なお、本再出資については、当社株式の全てを公開買付者親会社及び公開買付者に対して現物出資する方法ではなく、その代替物として、MIRIが公開買付者及び公開買付者親会社との間で別途株式譲渡契約(なお、当社株式の取得者は公開買付者とした上で、公開買付者親会社は株式譲渡代金支払債務を連帯保証する予定です。)を締結の上、当該株式譲渡契約に基づく公開買付者親会社に対する株式譲渡代金債権に係る連帯保証債務履行請求権をMIRIから公開買付者親会社に現物出資し、さらに、かかる公開買付者親会社による連帯保証の履行により生じる公開買付者に対する求償権を公開買付者親会社から公開買付者に現物出資する方法による可能性もあるとのことです(詳細は本書提出日現在未定とのことです。)。本再出資の取引条件を定める上でMIRIが現物出資する株式譲渡代金債権に係る連帯保証債務履行請求権に係る株式譲渡契約の譲渡代金額を定める上での当社株式の1株当たりの評価についても本公開買付価格と同額とする予定であることから、公開買付価格の均一性規制(法第27条の2第3項)の趣旨に反するものではないと考えているとのことです。

 

本再出資後、公開買付者は、当社を吸収合併消滅会社、公開買付者を吸収合併存続会社とする吸収合併(以下「本合併」といいます。)を行うことを予定しているところ、本合併の具体的な日程等の詳細については本書提出日現在未定とのことです。また、本合併後、公開買付者を吸収合併消滅会社、公開買付者親会社を吸収合併存続会社とする吸収合併を行うことを予定しているところ、その具体的な日程等の詳細については本書提出日現在未定とのことです。

_指示 1_
一覧から、「If any fallen」を含む行から「left=384, top=4, right=546, bottom=108」を含む行まで、両端の行も含めてそのまま書き写してください。

_データ一覧_
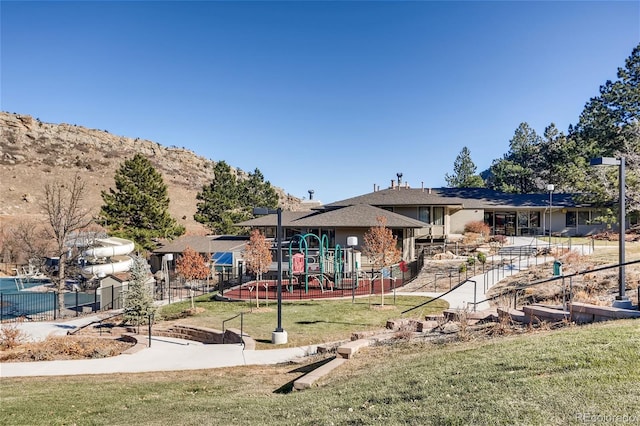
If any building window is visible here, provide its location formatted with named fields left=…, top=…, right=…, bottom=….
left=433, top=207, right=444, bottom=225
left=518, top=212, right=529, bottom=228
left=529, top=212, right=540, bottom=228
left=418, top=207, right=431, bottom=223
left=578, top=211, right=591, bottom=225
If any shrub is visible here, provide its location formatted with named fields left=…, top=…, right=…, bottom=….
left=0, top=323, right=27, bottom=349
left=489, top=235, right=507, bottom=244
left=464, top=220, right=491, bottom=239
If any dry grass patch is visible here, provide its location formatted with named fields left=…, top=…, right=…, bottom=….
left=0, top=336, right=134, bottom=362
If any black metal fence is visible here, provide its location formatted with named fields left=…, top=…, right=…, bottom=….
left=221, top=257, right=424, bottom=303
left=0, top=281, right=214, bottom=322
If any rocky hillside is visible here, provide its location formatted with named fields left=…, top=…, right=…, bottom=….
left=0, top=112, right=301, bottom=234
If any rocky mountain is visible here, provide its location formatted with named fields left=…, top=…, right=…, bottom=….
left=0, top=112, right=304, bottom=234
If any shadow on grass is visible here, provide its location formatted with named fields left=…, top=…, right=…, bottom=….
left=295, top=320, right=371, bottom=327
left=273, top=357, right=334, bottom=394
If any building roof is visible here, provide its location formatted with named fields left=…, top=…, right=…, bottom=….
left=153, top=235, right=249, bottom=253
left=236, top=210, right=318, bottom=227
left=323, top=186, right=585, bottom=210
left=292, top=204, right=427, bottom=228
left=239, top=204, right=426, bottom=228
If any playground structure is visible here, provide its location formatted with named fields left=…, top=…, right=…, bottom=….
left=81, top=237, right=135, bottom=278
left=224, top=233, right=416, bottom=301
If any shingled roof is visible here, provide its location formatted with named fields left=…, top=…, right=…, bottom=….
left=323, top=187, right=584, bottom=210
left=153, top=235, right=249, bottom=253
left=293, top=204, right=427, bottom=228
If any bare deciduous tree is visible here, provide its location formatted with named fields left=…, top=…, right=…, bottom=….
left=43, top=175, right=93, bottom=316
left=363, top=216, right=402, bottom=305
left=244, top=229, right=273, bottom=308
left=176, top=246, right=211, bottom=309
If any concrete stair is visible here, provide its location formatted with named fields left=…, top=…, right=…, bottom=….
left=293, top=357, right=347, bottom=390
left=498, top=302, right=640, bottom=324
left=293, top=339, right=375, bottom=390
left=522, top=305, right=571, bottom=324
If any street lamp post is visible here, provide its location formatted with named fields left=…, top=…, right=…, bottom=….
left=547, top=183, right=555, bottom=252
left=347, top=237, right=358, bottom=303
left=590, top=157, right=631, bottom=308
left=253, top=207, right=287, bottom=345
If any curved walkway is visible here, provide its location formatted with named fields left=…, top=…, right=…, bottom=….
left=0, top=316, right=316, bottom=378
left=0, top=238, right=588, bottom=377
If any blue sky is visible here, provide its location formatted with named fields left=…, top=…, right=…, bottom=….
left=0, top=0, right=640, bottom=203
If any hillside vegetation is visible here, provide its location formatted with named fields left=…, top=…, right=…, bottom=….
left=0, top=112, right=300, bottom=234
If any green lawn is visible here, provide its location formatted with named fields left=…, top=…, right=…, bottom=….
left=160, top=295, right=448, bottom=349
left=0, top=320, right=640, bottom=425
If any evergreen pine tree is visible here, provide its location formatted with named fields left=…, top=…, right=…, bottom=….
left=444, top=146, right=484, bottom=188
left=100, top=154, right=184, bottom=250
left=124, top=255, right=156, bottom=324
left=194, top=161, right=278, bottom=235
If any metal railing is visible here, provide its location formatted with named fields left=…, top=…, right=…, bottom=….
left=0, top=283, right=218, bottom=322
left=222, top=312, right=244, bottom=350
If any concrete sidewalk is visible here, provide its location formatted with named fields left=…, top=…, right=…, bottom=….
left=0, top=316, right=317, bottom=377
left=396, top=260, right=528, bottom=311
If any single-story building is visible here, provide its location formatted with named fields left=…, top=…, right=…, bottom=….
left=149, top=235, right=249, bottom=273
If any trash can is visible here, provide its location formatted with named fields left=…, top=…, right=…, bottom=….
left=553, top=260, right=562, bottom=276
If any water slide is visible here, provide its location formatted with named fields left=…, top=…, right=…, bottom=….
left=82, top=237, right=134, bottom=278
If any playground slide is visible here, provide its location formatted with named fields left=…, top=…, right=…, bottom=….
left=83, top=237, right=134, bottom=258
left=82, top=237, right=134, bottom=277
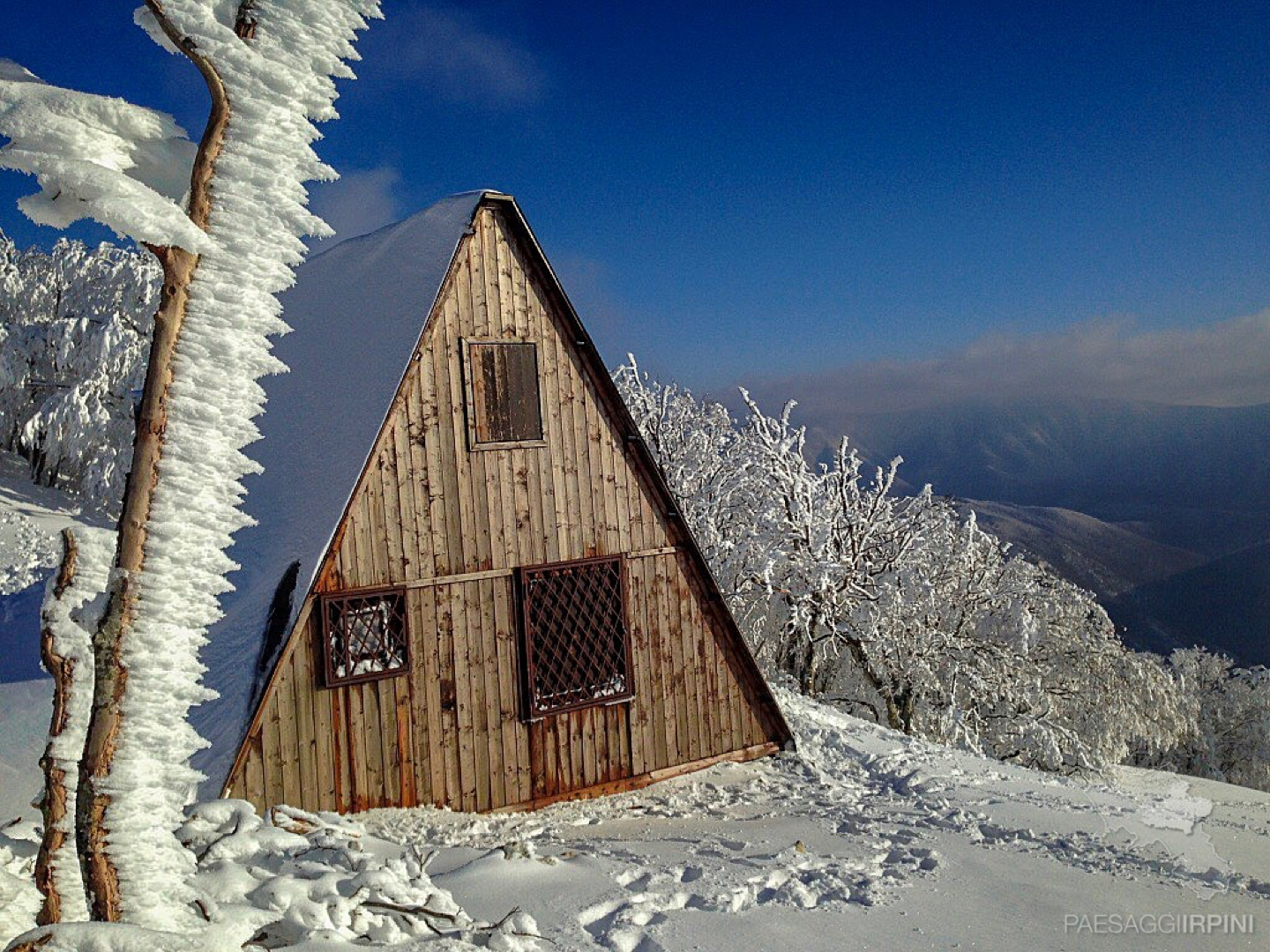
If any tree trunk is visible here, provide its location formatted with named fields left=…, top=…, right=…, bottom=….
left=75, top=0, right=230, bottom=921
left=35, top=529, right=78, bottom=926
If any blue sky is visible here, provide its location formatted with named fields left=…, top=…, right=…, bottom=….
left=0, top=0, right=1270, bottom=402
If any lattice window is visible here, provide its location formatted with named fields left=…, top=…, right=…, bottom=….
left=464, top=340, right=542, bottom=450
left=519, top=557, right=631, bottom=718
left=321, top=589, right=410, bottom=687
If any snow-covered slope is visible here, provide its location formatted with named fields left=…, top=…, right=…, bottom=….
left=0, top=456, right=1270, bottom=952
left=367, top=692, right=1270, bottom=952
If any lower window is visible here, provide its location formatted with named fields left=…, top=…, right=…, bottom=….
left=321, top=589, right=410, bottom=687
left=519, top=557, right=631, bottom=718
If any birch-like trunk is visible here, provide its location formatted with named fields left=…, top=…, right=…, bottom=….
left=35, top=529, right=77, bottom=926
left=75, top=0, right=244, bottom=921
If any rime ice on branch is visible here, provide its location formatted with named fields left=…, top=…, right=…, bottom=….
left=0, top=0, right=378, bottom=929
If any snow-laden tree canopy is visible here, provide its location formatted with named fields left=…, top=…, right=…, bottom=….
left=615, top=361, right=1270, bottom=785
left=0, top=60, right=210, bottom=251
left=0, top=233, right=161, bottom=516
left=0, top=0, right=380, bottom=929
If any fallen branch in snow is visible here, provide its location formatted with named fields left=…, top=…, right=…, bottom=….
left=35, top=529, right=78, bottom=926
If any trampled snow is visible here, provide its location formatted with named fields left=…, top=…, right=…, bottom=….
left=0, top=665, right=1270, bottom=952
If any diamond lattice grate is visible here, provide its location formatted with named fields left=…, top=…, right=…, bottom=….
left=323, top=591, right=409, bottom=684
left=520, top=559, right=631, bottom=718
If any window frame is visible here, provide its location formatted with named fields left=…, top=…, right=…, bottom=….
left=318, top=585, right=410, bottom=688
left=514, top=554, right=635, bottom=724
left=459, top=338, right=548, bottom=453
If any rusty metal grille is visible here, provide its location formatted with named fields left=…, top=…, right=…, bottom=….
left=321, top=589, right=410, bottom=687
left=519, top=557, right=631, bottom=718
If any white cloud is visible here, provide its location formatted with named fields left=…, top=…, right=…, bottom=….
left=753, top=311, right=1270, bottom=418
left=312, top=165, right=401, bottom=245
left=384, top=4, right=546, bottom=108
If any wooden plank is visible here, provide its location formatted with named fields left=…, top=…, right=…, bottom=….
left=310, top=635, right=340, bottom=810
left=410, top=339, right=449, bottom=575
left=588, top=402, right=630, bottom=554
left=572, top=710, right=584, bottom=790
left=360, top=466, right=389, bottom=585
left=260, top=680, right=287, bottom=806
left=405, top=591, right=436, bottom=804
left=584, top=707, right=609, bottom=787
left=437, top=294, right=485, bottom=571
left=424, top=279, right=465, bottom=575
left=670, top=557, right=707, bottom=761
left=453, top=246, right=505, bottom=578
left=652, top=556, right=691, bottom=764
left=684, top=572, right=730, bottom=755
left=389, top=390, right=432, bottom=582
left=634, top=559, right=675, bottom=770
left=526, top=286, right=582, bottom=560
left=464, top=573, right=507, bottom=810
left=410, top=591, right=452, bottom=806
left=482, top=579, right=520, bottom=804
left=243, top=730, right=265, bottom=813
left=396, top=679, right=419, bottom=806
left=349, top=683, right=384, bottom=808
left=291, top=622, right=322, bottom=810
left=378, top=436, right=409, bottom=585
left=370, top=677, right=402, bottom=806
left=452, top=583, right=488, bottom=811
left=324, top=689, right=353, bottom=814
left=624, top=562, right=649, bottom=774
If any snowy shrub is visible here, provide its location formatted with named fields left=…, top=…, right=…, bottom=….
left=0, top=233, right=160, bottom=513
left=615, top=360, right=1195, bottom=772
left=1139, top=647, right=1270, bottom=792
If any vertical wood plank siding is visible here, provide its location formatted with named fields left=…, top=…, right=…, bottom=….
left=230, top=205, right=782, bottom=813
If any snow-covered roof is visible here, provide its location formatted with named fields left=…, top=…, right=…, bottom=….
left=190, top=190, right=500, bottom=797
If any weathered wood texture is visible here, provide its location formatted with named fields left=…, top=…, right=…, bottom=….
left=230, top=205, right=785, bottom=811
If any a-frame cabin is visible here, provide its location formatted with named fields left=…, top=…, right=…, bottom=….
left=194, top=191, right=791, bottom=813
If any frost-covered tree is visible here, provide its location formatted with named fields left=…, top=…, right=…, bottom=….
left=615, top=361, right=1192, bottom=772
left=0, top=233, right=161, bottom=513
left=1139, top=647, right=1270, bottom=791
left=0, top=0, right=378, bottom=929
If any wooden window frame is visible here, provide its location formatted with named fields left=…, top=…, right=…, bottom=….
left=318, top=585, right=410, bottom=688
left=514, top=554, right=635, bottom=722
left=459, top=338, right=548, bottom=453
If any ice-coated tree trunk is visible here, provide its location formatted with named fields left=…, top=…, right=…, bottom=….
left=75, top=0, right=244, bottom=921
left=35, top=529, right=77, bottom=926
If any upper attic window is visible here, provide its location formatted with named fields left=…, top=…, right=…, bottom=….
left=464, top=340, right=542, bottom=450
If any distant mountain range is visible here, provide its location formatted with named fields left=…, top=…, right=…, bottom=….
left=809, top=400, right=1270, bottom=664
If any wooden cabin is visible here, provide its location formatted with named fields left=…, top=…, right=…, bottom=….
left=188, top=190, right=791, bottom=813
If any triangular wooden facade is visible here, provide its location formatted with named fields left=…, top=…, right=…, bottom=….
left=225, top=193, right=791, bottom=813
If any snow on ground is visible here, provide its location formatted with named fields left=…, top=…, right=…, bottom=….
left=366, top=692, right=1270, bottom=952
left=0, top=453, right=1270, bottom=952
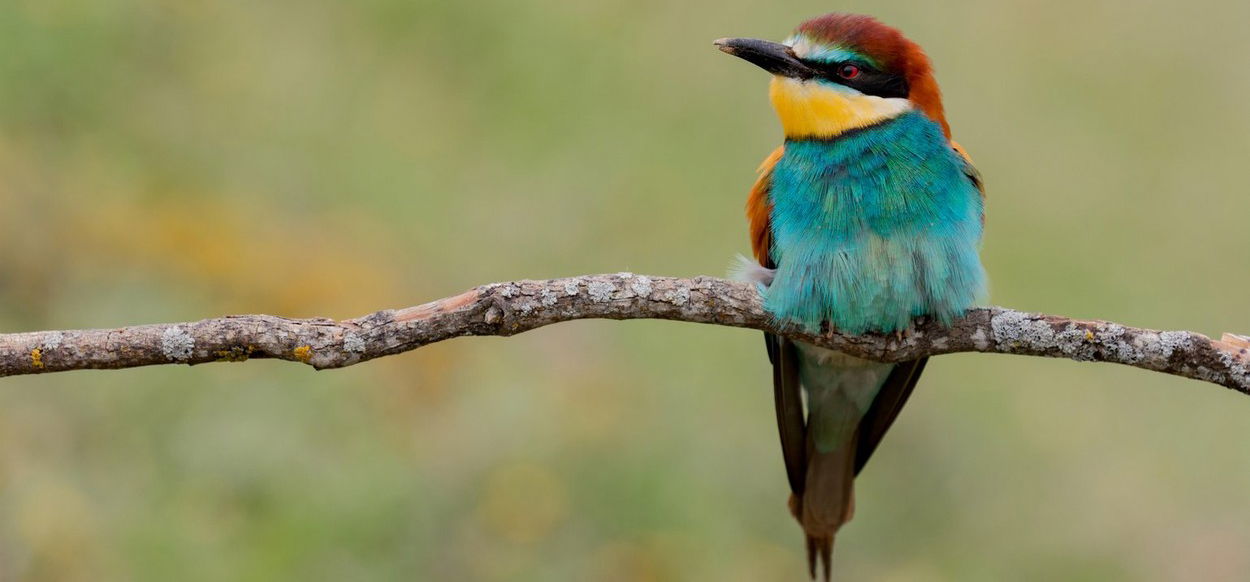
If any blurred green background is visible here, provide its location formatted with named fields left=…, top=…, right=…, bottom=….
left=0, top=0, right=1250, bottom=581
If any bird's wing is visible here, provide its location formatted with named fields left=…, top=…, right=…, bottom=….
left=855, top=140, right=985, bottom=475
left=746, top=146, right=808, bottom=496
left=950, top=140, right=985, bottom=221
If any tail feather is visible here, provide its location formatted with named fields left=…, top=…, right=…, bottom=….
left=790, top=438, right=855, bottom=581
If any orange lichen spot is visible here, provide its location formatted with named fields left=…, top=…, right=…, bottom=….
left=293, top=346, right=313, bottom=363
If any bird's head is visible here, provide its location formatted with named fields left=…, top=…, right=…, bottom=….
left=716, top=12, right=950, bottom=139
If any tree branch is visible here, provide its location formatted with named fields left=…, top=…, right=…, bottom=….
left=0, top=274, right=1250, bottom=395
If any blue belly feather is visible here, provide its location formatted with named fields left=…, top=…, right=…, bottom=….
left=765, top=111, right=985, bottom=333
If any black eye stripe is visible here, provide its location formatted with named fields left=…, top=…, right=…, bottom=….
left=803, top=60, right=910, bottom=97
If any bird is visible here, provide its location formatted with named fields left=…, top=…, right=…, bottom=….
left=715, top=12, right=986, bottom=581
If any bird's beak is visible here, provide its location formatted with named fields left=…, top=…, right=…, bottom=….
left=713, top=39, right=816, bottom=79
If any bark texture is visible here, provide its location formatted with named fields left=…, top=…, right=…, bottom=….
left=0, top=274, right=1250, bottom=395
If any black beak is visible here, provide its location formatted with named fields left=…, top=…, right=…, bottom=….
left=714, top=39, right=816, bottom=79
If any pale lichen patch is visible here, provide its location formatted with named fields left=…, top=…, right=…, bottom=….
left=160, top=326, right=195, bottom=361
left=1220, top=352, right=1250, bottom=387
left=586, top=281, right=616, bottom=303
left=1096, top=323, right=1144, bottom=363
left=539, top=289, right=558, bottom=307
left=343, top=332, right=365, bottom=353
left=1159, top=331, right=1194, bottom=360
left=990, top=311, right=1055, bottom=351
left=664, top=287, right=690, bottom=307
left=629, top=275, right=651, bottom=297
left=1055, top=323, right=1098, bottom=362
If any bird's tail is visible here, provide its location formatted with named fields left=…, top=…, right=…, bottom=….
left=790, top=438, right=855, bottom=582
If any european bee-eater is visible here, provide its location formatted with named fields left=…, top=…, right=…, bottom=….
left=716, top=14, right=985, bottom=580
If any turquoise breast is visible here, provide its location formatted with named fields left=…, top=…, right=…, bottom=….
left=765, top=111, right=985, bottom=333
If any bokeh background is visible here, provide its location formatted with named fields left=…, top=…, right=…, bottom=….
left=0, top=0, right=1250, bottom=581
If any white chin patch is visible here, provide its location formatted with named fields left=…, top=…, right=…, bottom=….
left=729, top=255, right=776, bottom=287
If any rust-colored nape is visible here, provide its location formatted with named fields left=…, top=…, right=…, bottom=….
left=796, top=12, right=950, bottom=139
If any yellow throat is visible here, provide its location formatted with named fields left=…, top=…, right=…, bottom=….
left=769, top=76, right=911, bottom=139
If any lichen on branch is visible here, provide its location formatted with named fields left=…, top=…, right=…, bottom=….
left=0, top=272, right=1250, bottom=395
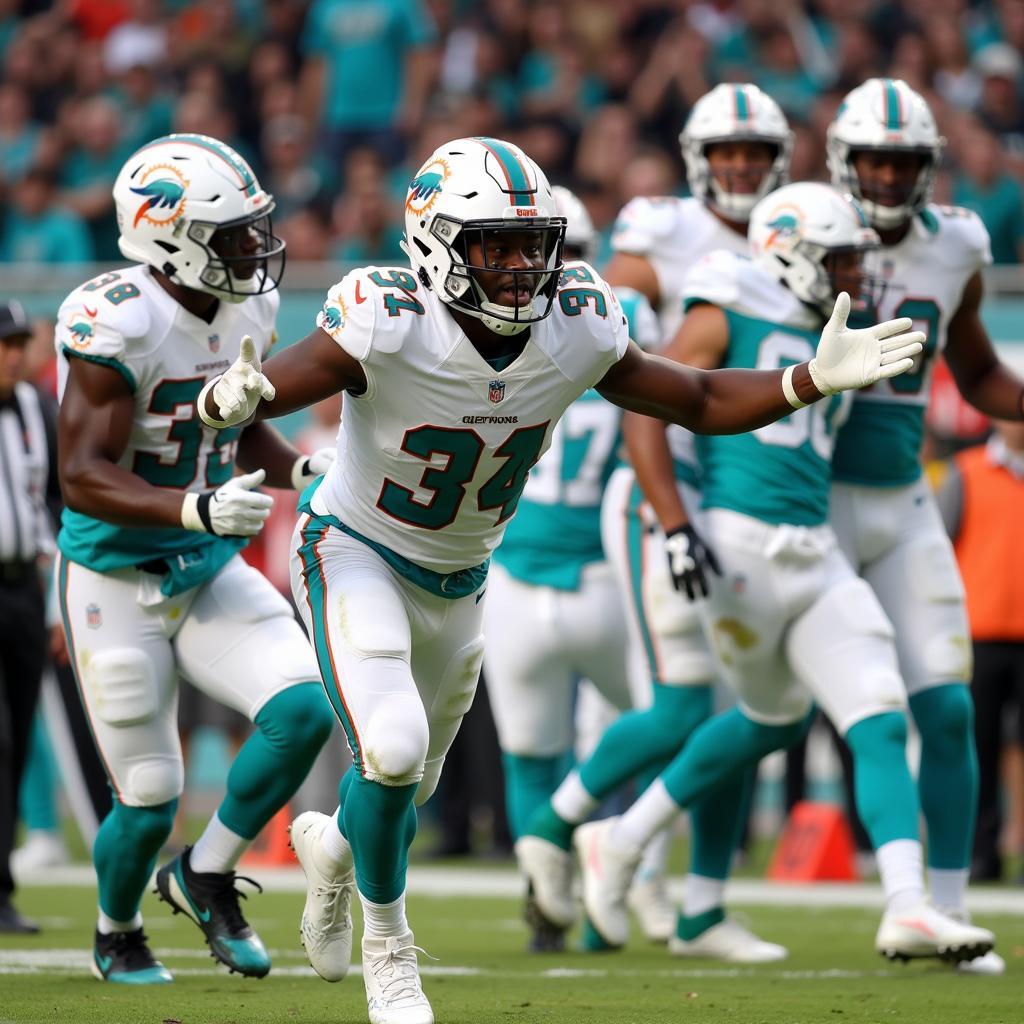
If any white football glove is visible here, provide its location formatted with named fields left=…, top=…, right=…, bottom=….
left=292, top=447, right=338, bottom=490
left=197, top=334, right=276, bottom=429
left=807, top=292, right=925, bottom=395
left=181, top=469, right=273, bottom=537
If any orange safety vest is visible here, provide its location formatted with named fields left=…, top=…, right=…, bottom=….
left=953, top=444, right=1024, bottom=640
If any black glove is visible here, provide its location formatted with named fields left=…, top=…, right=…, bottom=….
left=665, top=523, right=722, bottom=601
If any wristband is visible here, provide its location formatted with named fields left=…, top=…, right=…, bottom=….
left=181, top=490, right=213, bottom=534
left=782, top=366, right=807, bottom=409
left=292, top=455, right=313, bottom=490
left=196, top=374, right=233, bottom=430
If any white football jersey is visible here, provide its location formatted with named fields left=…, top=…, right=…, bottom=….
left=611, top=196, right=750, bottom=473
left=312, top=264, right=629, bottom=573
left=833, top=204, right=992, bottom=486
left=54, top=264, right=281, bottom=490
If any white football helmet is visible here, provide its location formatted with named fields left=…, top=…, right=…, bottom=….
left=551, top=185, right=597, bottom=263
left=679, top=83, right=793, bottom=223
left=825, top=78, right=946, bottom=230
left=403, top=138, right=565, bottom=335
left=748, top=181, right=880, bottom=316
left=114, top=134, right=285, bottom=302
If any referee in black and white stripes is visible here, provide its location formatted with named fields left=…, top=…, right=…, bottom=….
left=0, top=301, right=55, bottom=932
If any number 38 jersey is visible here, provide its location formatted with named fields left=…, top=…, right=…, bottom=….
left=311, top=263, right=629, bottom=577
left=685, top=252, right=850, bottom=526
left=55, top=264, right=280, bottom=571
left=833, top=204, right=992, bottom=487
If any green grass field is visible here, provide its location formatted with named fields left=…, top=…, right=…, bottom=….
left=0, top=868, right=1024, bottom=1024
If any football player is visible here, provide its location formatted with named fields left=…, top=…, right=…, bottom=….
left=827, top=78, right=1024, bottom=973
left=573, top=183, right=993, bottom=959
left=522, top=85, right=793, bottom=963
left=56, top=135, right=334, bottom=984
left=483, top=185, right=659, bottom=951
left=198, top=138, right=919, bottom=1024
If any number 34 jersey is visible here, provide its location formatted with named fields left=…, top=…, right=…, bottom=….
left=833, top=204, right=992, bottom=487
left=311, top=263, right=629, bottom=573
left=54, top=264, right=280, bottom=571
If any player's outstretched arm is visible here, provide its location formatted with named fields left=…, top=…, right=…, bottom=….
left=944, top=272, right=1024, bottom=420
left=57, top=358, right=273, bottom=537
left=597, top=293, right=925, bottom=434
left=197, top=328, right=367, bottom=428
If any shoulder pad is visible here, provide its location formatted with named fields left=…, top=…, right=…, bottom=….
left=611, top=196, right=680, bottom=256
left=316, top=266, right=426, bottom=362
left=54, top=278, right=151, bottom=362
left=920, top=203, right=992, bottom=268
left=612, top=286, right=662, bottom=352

_指示 2_
出典の文章によると、本合併で吸収合併存続会社となるのはどこか。

_解答 1_
If any fallen branch in snow is visible here, provide its location formatted with named fields left=…, top=…, right=…, bottom=….
left=35, top=529, right=78, bottom=926
If any trampled snow is visible here, provide its location formatted with named fields left=…, top=…, right=…, bottom=….
left=0, top=665, right=1270, bottom=952
If any diamond lattice grate is visible here, provide its location formatted with named fields left=…, top=…, right=…, bottom=….
left=323, top=591, right=409, bottom=684
left=520, top=559, right=631, bottom=718
If any window frame is visible here, provide its location formatted with named fields left=…, top=…, right=…, bottom=….
left=318, top=585, right=410, bottom=688
left=514, top=554, right=635, bottom=724
left=459, top=338, right=548, bottom=453
If any rusty metal grille is visible here, provide its location formatted with named fields left=…, top=…, right=…, bottom=….
left=321, top=589, right=410, bottom=687
left=519, top=557, right=631, bottom=718
If any white cloud is visible here, provide its location formatted with named fields left=…, top=…, right=…, bottom=….
left=753, top=311, right=1270, bottom=418
left=312, top=165, right=401, bottom=245
left=384, top=4, right=546, bottom=108

_解答 2_
公開買付者である。